NVIDIA / TensorRT-LLM

TensorRT-LLM provides users with an easy-to-use Python API to define Large Language Models (LLMs) and build TensorRT engines that contain state-of-the-art optimizations to perform inference efficiently on NVIDIA GPUs. TensorRT-LLM also contains components to create Python and C++ runtimes that execute those TensorRT engines.
https://nvidia.github.io/TensorRT-LLM
Apache License 2.0
8.17k stars 905 forks source link

High Level API doesn't work #1151

Open nivibilla opened 6 months ago

nivibilla commented 6 months ago

System Info

Nvidia A10GPU, Databricks

Who can help?

No response

Information

Tasks

Reproduction

Followed the steps in /examples/llama to build the engine. Inference does work, tested with ../run.py

However using the high level python api doesn't work when initialising from built engine.

Using version [TensorRT-LLM] TensorRT-LLM version: 0.9.0.dev2024022000

Expected behavior

High level API should load config

actual behavior

does not load.

additional notes

Loading Model: [1/2]    Load TensorRT-LLM engine

KeyError: 'plugin_config'
File <command-475253652531641>, line 1
----> 1 llm = LLM(config)

────────────────

## EXERCISE 1
In the TensorRT-LLM issue about the high-level API, what error appears when the engine is loaded?
## EXERCISE 2
Pick up the TensorRT-LLM issue about the high-level API after its last line and keep writing it.
You won't need the material after this text.

## SUPPLIED MATERIAL

────────────────

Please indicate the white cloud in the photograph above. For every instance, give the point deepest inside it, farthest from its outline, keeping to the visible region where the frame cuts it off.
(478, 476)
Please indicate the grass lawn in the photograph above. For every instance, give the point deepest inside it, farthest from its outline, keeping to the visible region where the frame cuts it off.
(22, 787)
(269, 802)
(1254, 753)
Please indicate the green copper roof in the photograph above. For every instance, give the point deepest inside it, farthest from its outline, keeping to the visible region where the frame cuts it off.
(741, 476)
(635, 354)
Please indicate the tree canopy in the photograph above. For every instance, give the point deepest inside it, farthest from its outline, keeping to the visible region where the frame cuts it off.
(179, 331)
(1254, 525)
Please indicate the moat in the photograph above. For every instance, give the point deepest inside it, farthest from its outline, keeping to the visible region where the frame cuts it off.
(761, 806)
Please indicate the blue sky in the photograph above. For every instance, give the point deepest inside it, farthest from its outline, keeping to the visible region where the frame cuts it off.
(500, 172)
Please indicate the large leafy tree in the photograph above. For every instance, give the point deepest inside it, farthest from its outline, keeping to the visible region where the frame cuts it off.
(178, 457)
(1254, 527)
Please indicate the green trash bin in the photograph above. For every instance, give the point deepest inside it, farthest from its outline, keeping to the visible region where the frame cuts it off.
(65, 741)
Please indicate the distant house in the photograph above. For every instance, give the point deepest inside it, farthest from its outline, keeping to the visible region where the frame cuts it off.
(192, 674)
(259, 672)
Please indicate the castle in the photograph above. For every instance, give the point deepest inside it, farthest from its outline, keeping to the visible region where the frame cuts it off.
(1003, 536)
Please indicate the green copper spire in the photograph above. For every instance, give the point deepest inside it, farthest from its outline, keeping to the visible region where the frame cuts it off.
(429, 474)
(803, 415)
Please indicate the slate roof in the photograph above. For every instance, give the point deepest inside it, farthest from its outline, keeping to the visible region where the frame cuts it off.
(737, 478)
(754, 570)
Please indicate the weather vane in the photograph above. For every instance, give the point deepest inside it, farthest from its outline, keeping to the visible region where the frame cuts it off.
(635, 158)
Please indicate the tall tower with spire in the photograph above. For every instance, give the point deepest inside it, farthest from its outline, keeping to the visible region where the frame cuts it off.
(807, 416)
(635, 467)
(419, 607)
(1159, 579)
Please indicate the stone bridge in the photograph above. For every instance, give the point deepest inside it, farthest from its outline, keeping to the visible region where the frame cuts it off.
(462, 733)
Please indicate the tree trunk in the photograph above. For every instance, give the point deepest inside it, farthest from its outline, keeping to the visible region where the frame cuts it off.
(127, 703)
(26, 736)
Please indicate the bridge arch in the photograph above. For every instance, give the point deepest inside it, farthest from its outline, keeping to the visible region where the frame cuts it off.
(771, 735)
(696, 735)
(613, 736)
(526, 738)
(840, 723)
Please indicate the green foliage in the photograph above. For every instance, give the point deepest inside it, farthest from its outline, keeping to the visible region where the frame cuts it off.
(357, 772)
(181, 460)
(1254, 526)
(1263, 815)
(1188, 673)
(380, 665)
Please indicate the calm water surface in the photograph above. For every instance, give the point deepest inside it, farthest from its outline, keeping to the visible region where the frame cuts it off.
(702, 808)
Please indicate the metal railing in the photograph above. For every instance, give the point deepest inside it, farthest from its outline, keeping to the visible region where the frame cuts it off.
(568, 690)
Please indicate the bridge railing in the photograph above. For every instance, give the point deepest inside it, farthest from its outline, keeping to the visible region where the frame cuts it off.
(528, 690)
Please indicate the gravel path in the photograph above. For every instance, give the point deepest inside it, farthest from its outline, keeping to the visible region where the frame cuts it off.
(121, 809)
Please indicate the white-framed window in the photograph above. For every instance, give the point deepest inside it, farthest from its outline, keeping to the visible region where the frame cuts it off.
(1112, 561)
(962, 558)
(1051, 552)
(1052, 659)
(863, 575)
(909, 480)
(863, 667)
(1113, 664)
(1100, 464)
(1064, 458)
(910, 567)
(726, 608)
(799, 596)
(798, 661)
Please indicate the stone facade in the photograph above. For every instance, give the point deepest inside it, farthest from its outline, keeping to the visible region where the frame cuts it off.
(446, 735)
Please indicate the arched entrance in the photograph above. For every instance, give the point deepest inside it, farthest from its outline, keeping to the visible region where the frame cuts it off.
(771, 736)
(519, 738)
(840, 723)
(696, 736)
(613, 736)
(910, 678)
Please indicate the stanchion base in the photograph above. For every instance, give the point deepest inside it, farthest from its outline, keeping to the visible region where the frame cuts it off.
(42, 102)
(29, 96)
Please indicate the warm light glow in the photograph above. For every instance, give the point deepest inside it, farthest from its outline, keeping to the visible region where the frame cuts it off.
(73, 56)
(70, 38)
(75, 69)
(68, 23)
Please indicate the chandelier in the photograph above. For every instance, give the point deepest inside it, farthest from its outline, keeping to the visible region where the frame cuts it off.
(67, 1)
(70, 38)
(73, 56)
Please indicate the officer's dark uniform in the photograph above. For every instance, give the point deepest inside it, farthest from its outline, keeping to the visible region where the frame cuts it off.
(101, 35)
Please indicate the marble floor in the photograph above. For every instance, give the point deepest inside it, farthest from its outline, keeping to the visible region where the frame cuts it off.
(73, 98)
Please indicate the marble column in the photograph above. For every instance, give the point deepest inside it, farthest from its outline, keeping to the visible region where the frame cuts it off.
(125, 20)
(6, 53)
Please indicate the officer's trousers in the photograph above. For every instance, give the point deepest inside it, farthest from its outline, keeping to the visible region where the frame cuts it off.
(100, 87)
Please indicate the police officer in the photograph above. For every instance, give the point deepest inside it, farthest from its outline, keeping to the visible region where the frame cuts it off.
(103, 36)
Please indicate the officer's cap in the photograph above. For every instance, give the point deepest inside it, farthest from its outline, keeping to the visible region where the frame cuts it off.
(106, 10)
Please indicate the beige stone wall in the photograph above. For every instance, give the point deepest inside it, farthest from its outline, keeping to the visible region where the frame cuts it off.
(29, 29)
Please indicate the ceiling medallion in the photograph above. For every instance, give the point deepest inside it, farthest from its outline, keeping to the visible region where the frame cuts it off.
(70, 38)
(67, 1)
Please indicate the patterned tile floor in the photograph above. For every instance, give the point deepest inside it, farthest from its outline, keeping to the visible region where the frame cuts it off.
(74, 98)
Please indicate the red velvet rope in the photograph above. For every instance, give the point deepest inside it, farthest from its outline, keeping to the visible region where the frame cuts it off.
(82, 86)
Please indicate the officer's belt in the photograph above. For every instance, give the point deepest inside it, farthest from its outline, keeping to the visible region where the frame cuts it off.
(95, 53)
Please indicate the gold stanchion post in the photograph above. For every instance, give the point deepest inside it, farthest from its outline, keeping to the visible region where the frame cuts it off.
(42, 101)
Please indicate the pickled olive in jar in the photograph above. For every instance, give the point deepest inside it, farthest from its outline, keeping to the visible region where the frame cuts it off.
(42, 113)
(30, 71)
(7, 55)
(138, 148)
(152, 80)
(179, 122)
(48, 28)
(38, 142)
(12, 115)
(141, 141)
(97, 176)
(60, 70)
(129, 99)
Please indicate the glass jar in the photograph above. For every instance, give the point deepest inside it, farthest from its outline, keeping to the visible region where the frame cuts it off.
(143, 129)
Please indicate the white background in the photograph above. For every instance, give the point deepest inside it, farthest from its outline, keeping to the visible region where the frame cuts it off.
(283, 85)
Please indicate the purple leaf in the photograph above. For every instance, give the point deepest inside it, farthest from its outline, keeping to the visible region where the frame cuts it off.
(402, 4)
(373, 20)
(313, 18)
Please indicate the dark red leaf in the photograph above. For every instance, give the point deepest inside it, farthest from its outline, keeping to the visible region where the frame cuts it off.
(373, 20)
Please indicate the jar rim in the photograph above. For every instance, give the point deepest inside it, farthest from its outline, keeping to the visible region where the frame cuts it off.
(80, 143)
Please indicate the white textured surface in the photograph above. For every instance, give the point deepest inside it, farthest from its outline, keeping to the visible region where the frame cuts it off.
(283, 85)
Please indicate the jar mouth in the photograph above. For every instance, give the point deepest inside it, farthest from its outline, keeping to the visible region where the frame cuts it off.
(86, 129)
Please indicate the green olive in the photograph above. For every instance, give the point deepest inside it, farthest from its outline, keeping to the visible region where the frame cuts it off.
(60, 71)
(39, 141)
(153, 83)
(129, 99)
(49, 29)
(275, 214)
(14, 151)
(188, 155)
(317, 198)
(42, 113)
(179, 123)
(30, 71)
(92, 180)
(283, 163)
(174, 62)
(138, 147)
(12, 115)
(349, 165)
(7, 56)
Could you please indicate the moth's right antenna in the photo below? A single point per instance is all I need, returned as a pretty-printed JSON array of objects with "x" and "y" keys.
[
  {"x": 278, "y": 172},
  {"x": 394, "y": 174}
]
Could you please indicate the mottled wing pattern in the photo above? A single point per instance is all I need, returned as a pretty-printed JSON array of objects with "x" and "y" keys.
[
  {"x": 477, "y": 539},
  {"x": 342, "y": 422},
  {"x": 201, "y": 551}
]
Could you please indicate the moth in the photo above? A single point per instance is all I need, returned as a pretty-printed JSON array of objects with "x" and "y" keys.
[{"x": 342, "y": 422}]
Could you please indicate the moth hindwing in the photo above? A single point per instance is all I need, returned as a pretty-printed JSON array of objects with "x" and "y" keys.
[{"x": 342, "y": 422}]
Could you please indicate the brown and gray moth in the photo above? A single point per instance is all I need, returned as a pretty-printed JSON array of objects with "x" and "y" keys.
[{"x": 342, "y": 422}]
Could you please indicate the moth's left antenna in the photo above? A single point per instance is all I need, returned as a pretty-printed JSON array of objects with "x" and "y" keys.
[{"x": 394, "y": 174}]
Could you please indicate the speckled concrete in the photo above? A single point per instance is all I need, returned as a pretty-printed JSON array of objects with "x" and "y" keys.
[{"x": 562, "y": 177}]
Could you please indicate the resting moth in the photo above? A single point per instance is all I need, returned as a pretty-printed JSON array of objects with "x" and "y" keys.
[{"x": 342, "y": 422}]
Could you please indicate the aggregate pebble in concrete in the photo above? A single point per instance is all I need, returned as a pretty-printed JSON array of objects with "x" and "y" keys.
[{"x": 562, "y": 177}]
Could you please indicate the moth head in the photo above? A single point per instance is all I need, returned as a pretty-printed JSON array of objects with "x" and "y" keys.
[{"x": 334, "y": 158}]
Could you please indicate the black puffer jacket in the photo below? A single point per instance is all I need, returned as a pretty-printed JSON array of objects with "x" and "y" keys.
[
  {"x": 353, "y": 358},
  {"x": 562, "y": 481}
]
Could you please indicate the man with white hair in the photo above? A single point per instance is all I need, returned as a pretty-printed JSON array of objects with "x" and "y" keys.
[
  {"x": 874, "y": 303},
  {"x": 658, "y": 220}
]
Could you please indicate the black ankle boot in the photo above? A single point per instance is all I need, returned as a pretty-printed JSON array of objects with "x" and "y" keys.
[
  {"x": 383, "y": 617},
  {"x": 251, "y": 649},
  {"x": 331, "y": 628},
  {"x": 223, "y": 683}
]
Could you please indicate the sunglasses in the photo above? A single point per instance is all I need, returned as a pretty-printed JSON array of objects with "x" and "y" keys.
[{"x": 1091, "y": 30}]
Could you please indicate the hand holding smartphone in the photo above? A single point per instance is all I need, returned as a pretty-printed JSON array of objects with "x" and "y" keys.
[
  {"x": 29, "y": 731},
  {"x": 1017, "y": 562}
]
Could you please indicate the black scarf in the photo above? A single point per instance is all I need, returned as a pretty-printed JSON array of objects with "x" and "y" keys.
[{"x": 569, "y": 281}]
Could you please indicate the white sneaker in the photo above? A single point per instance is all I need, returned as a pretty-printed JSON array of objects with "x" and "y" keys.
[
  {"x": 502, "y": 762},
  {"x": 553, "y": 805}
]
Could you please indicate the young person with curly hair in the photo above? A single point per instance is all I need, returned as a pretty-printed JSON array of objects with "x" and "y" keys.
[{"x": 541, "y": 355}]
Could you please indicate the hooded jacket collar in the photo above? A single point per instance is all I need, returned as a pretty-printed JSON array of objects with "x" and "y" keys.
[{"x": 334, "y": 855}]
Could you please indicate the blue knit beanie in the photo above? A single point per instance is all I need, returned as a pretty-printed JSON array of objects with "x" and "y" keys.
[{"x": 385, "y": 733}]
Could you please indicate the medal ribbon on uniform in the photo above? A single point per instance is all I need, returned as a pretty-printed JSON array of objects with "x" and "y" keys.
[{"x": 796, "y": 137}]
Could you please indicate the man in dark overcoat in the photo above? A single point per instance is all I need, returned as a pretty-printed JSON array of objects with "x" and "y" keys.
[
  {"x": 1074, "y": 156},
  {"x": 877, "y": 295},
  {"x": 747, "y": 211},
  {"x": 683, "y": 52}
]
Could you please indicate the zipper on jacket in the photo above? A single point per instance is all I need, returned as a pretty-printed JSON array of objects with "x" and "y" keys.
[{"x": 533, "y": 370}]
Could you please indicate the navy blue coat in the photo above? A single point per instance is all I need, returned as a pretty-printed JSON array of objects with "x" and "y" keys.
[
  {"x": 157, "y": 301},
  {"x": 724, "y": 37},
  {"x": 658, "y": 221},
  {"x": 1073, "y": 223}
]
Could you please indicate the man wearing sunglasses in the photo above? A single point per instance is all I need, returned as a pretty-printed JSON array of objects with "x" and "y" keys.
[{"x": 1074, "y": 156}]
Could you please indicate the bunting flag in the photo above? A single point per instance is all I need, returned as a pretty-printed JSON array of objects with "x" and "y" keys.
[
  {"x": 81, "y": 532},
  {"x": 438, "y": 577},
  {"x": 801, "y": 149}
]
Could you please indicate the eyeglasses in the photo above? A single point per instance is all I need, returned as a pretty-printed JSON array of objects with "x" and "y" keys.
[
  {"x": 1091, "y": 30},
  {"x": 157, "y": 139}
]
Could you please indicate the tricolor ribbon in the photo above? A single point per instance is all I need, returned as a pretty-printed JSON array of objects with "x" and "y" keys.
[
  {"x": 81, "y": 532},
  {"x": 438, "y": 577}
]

────────────────

## EXERCISE RESULT 1
KeyError: 'plugin_config'

## EXERCISE RESULT 2
File /local_disk0/.ephemeral_nfs/envs/pythonEnv-9ac07104-33c3-4c8d-8e2d-bcba65bd05eb/lib/python3.10/site-packages/tensorrt_llm/hlapi/llm.py:602, in _ModelInfo.from_builder_config_json(cls, config)
    599 @classmethod
    600 def from_builder_config_json(cls, config: dict):
    601     # The Dict format is { 'builder_config':..., 'plugin_config':...}
--> 602     dtype = config['plugin_config']['gpt_attention_plugin']
    603     return cls(dtype=dtype, architecture=config['builder_config']['name'])
QiJune commented 6 months ago

@Superjomn Could you please have a look? Thanks

Superjomn commented 6 months ago

This is a known issue and has been resolved in the internal codebase, please wait for next Tuesday's release, the bugfix will sync to the main branch.